Extracted data entries:
• • • •

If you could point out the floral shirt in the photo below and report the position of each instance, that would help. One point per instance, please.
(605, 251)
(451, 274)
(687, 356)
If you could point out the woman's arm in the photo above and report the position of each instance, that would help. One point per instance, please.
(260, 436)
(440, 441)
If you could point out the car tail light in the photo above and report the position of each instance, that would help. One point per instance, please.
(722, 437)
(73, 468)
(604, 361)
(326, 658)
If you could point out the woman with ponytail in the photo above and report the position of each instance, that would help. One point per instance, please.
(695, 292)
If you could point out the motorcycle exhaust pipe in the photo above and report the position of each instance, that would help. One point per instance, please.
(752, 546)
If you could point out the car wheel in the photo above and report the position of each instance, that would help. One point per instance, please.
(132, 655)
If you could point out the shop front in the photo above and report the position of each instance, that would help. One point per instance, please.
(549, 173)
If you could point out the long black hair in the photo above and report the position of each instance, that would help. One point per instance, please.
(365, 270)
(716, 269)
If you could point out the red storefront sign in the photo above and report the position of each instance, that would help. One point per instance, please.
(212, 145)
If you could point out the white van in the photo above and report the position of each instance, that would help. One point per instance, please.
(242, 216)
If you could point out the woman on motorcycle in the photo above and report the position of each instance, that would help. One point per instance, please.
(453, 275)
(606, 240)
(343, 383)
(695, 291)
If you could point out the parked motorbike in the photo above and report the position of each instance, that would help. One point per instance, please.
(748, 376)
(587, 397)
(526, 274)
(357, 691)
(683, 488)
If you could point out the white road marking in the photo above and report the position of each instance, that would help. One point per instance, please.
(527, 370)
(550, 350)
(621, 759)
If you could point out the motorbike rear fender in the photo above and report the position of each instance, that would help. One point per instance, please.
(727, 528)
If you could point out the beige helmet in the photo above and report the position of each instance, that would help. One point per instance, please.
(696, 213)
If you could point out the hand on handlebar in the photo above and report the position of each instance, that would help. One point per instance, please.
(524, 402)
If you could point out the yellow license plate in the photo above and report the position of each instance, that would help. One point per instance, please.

• • • •

Required work: Rewrite only the lines of the entries from the line containing "If you could point out the motorbike" through the end of the entries, both ends included, keeping the requests as they are. Scale every point coordinate in the answers by 0.25 and round each to a whole number, with halves rounded up.

Answer for the task:
If you could point out the motorbike rear fender in the photo above and report the position of each instance, that would help. One point per instance, please.
(182, 132)
If you could point out the beige helmet in the photo above and report the position of each instance, that would help. One point per instance, please.
(174, 53)
If you could point out the hand on handlebar in the photo above and report the position of each instance, that would help. One point per instance, please.
(131, 101)
If you could point out the yellow license plate in the photo above and report the position of each instance, that would help. One point per instance, please.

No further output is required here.